■ **What needs to be done**: Do the following three statements agree with the text on posterior updating below? For each, answer yes or no and quote the deciding words of the text exactly. 1. The denominators in the diagram should read φ + p. 2. The posterior belief about the location parameter μ is gaussian. 3. The text shows how updating can be performed for the hierarchical model in Figure 2.

Apologies here because the diagram contains a small error. The denominators should read \(\varphi + \rho\), not \(\varphi + p \). Evidently this takes the form of the prior system in Figure 2 and can be easily read. It states that our posterior belief about the location parameter \(\mu\) is gaussian with mean \(m'\) say and precision \(p'\) say, where \begin{eqnarray*} m' & = & \frac{ m \frac{p}{\rho} + y \frac{\varphi}{\varphi+\rho} } { \frac{p}{\rho} + \frac{\varphi}{\varphi + \rho} } \\ p' & = & \frac{p}{\rho} + \frac{\varphi}{\varphi + \rho} \end{eqnarray*}
This closes the loop and demonstrates how updating can be performed for the hierarchical model in Figure 1.

■ **Record excerpts**:
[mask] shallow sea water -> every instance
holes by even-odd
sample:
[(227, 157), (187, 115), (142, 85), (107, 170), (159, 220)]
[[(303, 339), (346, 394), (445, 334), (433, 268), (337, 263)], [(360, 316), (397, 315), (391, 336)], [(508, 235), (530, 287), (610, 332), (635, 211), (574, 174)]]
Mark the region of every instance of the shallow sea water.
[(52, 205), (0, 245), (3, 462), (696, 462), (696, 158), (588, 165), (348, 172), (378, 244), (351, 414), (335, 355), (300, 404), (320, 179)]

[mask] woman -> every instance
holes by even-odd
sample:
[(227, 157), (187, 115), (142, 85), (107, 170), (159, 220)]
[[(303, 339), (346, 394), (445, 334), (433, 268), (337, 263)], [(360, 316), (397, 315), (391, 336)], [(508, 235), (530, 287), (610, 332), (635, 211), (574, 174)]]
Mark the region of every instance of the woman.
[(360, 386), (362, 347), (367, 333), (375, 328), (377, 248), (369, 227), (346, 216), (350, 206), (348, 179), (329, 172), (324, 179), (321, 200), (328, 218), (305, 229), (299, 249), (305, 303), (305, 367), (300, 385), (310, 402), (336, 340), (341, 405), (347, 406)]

■ **In response**:
1. No: "The denominators should read \(\varphi + \rho\), not \(\varphi + p \)."
2. Yes: "our posterior belief about the location parameter \(\mu\) is gaussian with mean \(m'\) say and precision \(p'\) say"
3. No: "demonstrates how updating can be performed for the hierarchical model in Figure 1."